Outline records:

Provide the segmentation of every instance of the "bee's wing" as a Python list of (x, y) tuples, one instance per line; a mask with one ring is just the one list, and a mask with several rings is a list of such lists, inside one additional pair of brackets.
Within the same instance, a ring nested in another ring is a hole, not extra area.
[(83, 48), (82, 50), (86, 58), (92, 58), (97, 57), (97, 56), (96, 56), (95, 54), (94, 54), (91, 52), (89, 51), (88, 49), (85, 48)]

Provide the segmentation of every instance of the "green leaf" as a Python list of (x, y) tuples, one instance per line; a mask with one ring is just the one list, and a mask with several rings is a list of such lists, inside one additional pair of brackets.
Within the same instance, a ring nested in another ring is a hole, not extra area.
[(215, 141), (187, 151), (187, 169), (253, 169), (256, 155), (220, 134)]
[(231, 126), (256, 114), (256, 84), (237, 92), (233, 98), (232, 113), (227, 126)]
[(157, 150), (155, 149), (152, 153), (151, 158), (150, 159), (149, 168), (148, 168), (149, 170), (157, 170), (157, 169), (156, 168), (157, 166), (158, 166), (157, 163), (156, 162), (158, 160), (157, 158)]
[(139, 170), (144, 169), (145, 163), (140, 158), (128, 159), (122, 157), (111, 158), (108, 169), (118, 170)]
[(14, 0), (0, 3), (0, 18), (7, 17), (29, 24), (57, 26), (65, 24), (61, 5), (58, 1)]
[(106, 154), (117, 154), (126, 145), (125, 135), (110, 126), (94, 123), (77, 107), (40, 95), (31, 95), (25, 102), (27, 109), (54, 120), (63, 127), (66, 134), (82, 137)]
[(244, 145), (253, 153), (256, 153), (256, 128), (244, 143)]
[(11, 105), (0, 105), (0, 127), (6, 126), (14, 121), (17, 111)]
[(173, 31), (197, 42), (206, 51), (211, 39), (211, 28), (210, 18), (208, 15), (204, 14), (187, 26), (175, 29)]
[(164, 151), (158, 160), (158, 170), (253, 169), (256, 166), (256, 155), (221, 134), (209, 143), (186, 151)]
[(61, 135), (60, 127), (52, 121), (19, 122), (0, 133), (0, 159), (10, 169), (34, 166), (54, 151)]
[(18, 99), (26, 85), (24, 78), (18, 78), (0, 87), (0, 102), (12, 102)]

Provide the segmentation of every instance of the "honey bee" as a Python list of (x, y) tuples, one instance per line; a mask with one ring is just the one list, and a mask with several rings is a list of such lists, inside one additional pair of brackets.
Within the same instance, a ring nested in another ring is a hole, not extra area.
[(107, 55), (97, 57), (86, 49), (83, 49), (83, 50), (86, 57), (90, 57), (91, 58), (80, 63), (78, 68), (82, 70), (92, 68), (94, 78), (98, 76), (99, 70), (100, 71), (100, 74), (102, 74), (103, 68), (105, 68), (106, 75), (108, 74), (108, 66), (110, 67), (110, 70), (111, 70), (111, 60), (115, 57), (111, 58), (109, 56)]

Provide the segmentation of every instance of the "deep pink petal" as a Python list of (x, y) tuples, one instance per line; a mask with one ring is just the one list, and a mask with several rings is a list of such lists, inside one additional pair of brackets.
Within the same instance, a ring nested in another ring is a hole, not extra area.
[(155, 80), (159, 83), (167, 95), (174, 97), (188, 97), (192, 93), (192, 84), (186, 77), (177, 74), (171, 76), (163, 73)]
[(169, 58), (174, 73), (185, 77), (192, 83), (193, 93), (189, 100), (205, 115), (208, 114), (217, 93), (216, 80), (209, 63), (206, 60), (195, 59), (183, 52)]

WHAT THE EXERCISE ASKS:
Starting at the beginning of the items and ending with the line that contains "49), (85, 48)]", write those lines out again with "bee's wing" changed to "insect wing" and everything else left as it is.

THE COMPLETED TASK:
Provide the segmentation of every instance of the "insect wing" as a Python list of (x, y) tuples, one instance per line; a mask with one ring is just the one list, and a mask with several rings is a list of such lists, inside one additional pair of brackets.
Within the same instance, a ring nested in another ring is a hole, not extra area.
[(83, 48), (82, 50), (86, 58), (92, 58), (97, 57), (97, 56), (96, 56), (95, 54), (94, 54), (91, 52), (89, 51), (88, 49), (85, 48)]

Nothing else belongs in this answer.